What you are asked to do :: Of all the lines below, return only those starting with the line holding "The prompts in" and going on through the line holding "positive clicks: (501, 228) (520, 252)", exactly as written.
[Start of section]
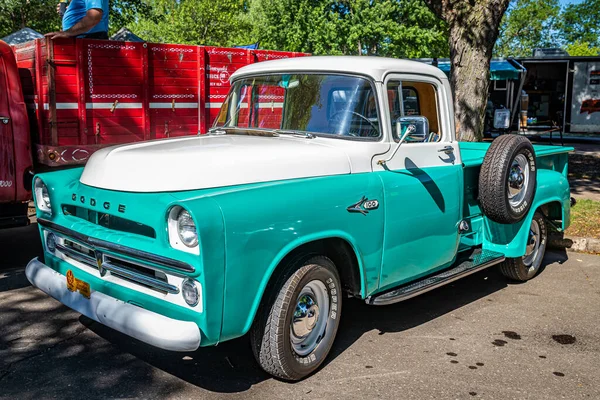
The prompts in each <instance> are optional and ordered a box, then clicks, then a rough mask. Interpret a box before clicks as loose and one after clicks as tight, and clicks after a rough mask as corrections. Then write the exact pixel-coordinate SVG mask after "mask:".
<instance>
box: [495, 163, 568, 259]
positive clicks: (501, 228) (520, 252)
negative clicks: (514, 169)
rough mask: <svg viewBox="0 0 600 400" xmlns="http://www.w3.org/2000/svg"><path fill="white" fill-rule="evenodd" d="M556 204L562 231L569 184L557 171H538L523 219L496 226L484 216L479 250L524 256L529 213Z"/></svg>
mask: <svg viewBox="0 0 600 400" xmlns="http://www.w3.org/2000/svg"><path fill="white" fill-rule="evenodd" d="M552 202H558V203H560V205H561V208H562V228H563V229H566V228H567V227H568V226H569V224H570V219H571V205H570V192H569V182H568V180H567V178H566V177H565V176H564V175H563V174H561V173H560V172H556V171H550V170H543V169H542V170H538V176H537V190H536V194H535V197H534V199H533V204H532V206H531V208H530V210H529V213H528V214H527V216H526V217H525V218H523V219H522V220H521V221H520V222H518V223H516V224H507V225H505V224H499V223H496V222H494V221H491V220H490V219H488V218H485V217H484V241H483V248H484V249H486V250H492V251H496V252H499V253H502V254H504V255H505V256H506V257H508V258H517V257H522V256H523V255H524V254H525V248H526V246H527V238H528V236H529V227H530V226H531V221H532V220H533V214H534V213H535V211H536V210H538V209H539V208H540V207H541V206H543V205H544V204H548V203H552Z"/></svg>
[End of section]
[Start of section]
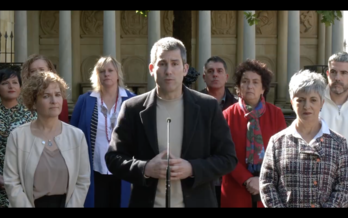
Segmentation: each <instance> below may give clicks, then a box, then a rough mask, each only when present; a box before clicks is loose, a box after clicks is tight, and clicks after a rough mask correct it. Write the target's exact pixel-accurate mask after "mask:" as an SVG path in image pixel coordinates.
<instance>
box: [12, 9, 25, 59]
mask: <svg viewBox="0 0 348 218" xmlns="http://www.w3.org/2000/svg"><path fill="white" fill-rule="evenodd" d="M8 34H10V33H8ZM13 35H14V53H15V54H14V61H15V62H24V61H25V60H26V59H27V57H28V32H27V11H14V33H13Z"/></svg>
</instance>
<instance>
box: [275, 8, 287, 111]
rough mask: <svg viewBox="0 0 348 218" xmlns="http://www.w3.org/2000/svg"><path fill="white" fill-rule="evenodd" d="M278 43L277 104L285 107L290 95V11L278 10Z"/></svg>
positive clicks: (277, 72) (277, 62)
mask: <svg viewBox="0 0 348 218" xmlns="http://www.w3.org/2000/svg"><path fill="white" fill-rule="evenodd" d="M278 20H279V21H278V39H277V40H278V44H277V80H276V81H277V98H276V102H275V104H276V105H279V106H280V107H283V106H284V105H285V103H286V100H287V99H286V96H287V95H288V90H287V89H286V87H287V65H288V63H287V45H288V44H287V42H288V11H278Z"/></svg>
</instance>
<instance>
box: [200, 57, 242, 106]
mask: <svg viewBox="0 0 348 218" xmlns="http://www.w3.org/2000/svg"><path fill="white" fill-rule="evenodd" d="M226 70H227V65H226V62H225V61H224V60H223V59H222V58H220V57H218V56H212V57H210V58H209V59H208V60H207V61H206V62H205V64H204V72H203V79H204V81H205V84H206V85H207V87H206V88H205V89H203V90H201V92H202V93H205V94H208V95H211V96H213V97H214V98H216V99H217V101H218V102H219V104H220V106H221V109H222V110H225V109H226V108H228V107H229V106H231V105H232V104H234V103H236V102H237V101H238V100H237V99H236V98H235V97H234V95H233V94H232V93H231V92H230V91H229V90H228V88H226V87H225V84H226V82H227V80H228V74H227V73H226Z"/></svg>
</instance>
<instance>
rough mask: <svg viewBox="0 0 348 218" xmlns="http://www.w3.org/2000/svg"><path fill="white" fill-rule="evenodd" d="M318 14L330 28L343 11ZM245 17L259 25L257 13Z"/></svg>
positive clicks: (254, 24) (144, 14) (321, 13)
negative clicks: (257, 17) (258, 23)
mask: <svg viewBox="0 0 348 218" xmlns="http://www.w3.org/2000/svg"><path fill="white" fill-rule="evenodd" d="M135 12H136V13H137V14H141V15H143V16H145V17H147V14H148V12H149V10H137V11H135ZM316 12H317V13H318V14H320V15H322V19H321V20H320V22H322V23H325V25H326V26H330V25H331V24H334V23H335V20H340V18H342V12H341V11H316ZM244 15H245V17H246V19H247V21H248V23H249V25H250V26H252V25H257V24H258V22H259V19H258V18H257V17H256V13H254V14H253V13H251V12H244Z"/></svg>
[End of section]
Task response ::
The prompts in each <instance> are optional and ordered a box, then clicks, then a rough mask. Interpret a box before clicks as loose and one after clicks as tight, and clicks after a rough mask as corrections. Then write the exact pixel-coordinate SVG mask after "mask:".
<instance>
box: [495, 163, 568, 259]
positive clicks: (501, 228) (520, 252)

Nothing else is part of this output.